### What to do:
In the lines below, look for "green". Copy each line where it appears.

┄┄┄┄┄┄┄┄┄┄┄┄┄┄┄┄┄┄┄┄

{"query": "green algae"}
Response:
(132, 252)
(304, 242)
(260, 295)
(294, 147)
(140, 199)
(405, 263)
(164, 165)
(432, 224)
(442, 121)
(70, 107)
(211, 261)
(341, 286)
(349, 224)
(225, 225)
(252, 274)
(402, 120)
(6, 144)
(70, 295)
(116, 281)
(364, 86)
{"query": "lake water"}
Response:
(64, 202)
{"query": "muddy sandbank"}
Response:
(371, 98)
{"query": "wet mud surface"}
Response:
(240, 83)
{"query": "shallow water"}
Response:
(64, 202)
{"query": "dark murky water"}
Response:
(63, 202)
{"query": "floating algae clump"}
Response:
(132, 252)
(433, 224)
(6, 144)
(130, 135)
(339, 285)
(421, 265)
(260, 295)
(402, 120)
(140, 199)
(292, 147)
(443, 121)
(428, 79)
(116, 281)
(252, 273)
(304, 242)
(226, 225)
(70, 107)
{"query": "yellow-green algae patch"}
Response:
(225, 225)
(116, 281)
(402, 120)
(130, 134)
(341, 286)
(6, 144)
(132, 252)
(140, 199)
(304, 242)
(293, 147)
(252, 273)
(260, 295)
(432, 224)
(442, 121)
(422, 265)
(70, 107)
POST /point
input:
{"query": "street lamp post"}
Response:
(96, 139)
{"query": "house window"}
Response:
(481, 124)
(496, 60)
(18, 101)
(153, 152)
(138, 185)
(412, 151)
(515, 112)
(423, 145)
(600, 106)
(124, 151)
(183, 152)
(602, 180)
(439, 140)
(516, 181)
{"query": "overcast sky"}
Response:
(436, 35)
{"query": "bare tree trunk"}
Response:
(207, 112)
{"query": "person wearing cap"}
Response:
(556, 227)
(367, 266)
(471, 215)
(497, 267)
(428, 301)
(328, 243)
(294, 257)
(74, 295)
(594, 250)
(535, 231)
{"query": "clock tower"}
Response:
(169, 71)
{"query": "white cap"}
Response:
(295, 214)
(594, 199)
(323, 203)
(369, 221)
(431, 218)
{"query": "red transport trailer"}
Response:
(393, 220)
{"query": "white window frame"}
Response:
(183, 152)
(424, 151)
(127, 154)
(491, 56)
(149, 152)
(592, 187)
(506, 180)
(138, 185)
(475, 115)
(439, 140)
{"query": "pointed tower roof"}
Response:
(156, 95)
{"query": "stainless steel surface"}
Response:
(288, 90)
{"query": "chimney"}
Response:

┄┄┄┄┄┄┄┄┄┄┄┄┄┄┄┄┄┄┄┄

### Solved problem:
{"query": "green algae"}
{"query": "yellow-green algae patch"}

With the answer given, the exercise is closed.